• WORK TO COMPLETE:
Please rewrite only the lines from the one containing "Expected: for each instance of the orange" through the final line, both included, with the requests kept in place. Multiply every point coordinate in the answers by 0.35 and round each to a whole number, with halves rounded up.

• Dataset excerpt:
· · · ·

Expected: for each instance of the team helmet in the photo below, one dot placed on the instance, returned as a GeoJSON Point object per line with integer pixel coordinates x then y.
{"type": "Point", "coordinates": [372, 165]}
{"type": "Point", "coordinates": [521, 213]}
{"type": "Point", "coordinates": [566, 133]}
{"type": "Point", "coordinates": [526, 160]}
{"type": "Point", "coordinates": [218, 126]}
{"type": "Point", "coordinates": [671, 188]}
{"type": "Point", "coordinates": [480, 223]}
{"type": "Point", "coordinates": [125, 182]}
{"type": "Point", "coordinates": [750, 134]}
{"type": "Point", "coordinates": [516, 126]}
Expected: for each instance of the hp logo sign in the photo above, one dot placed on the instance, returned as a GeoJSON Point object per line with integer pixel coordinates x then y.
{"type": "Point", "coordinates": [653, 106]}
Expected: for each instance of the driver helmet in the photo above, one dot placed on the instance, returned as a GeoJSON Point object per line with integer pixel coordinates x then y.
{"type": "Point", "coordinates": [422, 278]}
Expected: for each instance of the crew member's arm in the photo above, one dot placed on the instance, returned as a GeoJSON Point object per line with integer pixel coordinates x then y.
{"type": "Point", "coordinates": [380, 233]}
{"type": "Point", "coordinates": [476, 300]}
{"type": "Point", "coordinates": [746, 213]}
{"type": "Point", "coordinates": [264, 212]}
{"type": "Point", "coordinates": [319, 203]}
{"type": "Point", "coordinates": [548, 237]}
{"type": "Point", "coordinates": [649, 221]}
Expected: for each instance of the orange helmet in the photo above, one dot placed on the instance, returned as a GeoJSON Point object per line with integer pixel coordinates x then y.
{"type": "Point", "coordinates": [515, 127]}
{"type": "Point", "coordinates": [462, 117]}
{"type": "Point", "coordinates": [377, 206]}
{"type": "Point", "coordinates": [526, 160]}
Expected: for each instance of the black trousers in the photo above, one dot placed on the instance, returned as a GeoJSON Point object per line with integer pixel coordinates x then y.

· · · ·

• CORRECT RESULT:
Expected: for each instance of the orange helmet in the photo above, one dot placed on the instance, returned as a GeoJSON Point object per line with integer pixel coordinates x then y.
{"type": "Point", "coordinates": [180, 44]}
{"type": "Point", "coordinates": [162, 41]}
{"type": "Point", "coordinates": [132, 72]}
{"type": "Point", "coordinates": [184, 56]}
Expected: for each instance of the black trousers in the photo above, one dot placed on the instance, returned as a GeoJSON Point object per line with integer pixel coordinates x then y.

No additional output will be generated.